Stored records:
BEGIN
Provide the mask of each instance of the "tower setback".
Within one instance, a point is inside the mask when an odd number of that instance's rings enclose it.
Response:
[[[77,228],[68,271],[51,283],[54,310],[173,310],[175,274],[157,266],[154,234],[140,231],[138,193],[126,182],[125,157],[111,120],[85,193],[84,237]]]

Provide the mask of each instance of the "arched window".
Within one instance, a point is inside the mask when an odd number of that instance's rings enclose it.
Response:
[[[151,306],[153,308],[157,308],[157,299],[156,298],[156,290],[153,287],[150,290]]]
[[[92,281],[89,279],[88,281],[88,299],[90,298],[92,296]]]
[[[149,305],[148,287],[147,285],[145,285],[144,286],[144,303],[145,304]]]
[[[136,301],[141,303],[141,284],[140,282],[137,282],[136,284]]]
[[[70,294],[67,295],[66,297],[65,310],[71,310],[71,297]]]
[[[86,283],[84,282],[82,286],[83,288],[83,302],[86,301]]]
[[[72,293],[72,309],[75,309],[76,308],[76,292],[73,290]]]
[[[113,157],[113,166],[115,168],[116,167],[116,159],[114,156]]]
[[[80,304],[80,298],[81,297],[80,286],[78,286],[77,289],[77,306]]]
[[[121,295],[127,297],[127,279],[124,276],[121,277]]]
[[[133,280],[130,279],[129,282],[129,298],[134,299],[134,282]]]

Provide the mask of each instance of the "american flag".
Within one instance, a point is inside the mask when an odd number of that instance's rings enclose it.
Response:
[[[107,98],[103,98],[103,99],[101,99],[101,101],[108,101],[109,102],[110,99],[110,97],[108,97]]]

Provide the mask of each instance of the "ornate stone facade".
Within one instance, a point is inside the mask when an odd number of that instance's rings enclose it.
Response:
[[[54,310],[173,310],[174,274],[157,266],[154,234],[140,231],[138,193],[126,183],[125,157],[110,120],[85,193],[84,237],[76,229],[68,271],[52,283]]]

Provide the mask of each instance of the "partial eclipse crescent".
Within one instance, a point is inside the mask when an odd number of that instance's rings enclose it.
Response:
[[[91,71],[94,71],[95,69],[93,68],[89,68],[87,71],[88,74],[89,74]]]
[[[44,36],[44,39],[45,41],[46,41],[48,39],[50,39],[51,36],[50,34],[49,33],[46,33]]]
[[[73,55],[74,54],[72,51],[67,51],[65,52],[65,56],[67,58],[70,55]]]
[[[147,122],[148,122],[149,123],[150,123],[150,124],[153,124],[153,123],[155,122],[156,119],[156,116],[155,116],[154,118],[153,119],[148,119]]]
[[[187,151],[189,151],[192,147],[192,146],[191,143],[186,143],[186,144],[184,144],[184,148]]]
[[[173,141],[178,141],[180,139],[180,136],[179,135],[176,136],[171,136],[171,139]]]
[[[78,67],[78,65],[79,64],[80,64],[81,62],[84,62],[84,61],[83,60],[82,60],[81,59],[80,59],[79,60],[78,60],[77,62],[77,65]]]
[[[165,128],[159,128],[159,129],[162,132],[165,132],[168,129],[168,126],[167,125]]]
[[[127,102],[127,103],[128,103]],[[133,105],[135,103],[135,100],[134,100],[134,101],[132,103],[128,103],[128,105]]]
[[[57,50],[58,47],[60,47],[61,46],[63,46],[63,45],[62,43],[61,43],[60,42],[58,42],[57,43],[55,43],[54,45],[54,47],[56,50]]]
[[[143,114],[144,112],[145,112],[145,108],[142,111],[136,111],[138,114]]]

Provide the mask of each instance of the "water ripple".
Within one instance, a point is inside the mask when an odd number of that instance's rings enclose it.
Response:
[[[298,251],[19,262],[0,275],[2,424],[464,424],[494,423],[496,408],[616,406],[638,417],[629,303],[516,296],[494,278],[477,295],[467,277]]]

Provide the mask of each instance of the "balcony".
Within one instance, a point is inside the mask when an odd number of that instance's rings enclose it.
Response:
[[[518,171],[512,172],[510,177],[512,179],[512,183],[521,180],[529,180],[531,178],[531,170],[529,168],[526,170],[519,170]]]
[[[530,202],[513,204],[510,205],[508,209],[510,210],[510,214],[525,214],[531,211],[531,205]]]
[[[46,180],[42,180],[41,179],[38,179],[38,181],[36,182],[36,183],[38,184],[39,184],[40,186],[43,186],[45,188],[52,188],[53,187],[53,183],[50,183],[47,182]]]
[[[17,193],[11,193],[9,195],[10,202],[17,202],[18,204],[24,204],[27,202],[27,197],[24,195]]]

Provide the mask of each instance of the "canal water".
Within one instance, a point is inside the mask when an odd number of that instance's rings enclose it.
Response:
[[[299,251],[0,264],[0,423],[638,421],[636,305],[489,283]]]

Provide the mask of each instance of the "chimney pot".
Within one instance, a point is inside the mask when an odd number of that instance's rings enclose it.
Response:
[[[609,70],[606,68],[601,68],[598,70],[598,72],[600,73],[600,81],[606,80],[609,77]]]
END
Every entry needs to be retyped exactly.

Written answer
Provide the mask of each instance of the "tower setback".
Within one instance, a point is inside the mask when an odd number of that instance's rings enclose it.
Response:
[[[77,228],[68,271],[51,283],[54,310],[173,310],[175,274],[157,266],[154,234],[140,231],[138,193],[126,182],[125,157],[111,120],[85,193],[84,237]]]

Provide the mask of each instance of the "arched window".
Within one instance, a point is inside the mask when an odd number of that instance's rings enclose it.
Response:
[[[151,306],[153,308],[157,308],[157,299],[156,298],[156,290],[153,287],[150,290]]]
[[[92,281],[89,279],[88,281],[88,299],[90,298],[92,296]]]
[[[149,305],[148,287],[147,285],[145,285],[144,286],[144,303],[145,304]]]
[[[136,301],[141,303],[141,284],[140,282],[137,282],[136,284]]]
[[[70,294],[67,295],[66,297],[65,310],[71,310],[71,297]]]
[[[86,283],[84,282],[82,286],[83,288],[83,302],[86,301]]]
[[[72,293],[72,309],[75,309],[76,308],[76,292],[73,290]]]
[[[113,157],[113,166],[115,168],[116,167],[116,159],[114,156]]]
[[[80,304],[80,298],[81,297],[80,286],[78,286],[77,289],[77,306]]]
[[[121,295],[127,297],[127,279],[124,276],[121,277]]]
[[[133,280],[130,279],[129,282],[129,298],[134,299],[134,282]]]

Provide the mask of each instance of the "american flag".
Within one instance, a point is inside the mask when an odd number of that instance's rings enclose it.
Response:
[[[107,98],[103,98],[103,99],[101,99],[101,101],[108,101],[109,102],[110,99],[110,97],[108,97]]]

Provide the mask of each instance of the "ornate stone facade".
Within one instance, a point is inside the mask when an odd number of that instance's rings enclose it.
Response:
[[[54,310],[173,310],[174,274],[157,266],[154,234],[140,231],[138,193],[126,183],[125,157],[110,120],[85,193],[84,237],[76,229],[68,271],[52,283]]]

Provide the mask of each instance of the "partial eclipse crescent".
Within one instance, a point is inside the mask when an odd number of that instance's rings enclose it.
Response:
[[[91,71],[94,71],[95,69],[93,68],[89,68],[87,71],[88,74],[89,74]]]
[[[44,36],[44,39],[45,41],[46,41],[48,39],[50,39],[51,36],[50,34],[49,33],[46,33]]]
[[[73,55],[74,54],[72,51],[67,51],[65,52],[65,56],[67,58],[70,55]]]
[[[147,122],[148,122],[149,123],[150,123],[150,124],[153,124],[153,123],[155,122],[156,119],[156,116],[155,116],[154,118],[153,119],[148,119]]]
[[[187,151],[189,151],[192,147],[192,146],[191,143],[186,143],[186,144],[184,144],[184,148]]]
[[[173,141],[178,141],[180,139],[180,136],[179,135],[176,136],[171,136],[171,139]]]
[[[78,67],[78,65],[79,64],[80,64],[81,62],[84,62],[84,61],[83,60],[82,60],[81,59],[80,59],[79,60],[78,60],[77,62],[77,65]]]
[[[165,128],[159,128],[159,129],[162,132],[165,132],[168,129],[168,126],[167,125]]]
[[[127,102],[127,103],[128,103]],[[133,105],[135,103],[135,100],[134,100],[134,101],[132,103],[128,103],[128,105]]]
[[[57,50],[58,47],[60,47],[61,46],[63,46],[63,45],[62,43],[61,43],[60,42],[58,42],[57,43],[55,43],[54,45],[54,47],[56,50]]]
[[[143,114],[144,112],[145,112],[145,108],[142,111],[136,111],[138,114]]]

Provide the mask of each instance of the "water ripple".
Within one instance, a point is inside the mask when an odd number of that instance's rings enclose it.
Response:
[[[298,251],[19,262],[0,275],[2,424],[464,424],[494,423],[496,408],[616,406],[638,417],[629,303],[516,296],[494,278],[477,295],[467,277]]]

Provide the mask of each instance of the "balcony".
Within one instance, a point is inside the mask when an odd number of that instance's rings enclose it.
Response:
[[[518,171],[512,172],[510,177],[512,179],[512,183],[521,180],[529,180],[531,178],[531,170],[529,168],[526,170],[519,170]]]
[[[530,202],[513,204],[510,205],[508,209],[510,210],[510,214],[525,214],[531,211],[531,205]]]
[[[46,180],[42,180],[41,179],[38,179],[38,181],[36,182],[36,183],[38,184],[39,184],[40,186],[43,186],[45,188],[52,188],[53,187],[53,183],[50,183],[47,182]]]
[[[17,193],[11,193],[9,195],[10,202],[17,202],[18,204],[24,204],[27,202],[27,197],[24,195]]]

Provide the mask of each instance of the "canal water".
Within one instance, a point is inside the mask when an odd number of that instance's rings enclose it.
Response:
[[[299,251],[0,264],[0,423],[638,421],[636,305],[489,283]]]

Provide the mask of each instance of the "chimney pot".
Within one instance, a point is inside the mask when an odd number of that instance's rings enclose it.
Response:
[[[609,70],[606,68],[601,68],[598,70],[598,72],[600,73],[600,81],[606,80],[609,77]]]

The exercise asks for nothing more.